** YOUR OBJECTIVE **
With pictures omitted, transcribe exactly the lines from the one containing "label the sky, a point per instance." to the end of the records below.

** RECORDS SHOWN **
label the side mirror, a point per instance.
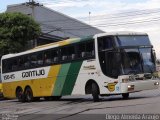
(118, 57)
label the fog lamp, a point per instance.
(125, 80)
(156, 83)
(130, 87)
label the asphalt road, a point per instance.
(82, 107)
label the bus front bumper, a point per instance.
(139, 85)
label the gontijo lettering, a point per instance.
(33, 73)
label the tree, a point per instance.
(16, 29)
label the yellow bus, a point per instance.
(103, 64)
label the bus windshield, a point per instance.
(123, 55)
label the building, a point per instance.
(55, 26)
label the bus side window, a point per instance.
(26, 61)
(71, 53)
(64, 54)
(14, 64)
(81, 50)
(90, 49)
(40, 58)
(47, 57)
(105, 43)
(54, 56)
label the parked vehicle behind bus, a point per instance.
(103, 64)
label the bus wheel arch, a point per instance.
(28, 93)
(92, 88)
(88, 86)
(19, 94)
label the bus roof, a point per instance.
(69, 41)
(120, 33)
(48, 46)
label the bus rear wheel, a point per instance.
(125, 95)
(95, 92)
(28, 95)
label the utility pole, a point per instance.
(89, 18)
(32, 4)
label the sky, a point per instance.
(110, 15)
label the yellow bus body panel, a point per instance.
(40, 87)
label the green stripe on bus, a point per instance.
(61, 79)
(71, 78)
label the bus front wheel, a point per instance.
(28, 95)
(95, 92)
(125, 95)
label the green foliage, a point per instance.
(15, 30)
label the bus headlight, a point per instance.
(130, 87)
(156, 83)
(125, 80)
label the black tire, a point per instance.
(28, 95)
(56, 97)
(48, 98)
(36, 99)
(95, 92)
(20, 95)
(125, 95)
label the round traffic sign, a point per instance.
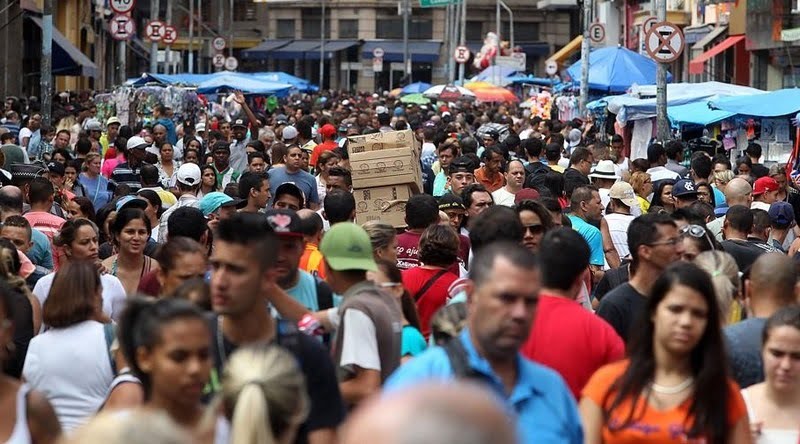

** ANSWER FOR THIS EXERCISE **
label the sky, a point per instance.
(110, 15)
label the yellow bus body panel, a point per instance.
(40, 87)
label the green stripe on bus, a point per instance.
(61, 79)
(71, 78)
label the bus front wheel, a point per instance.
(28, 95)
(95, 92)
(125, 95)
label the green foliage, a point per instance.
(15, 30)
label the bus headlight, a point per instance.
(130, 87)
(156, 83)
(125, 80)
label the black tire, a point per instance.
(28, 95)
(56, 97)
(48, 98)
(36, 99)
(95, 92)
(20, 95)
(125, 95)
label the round traffic sign, a point per instance.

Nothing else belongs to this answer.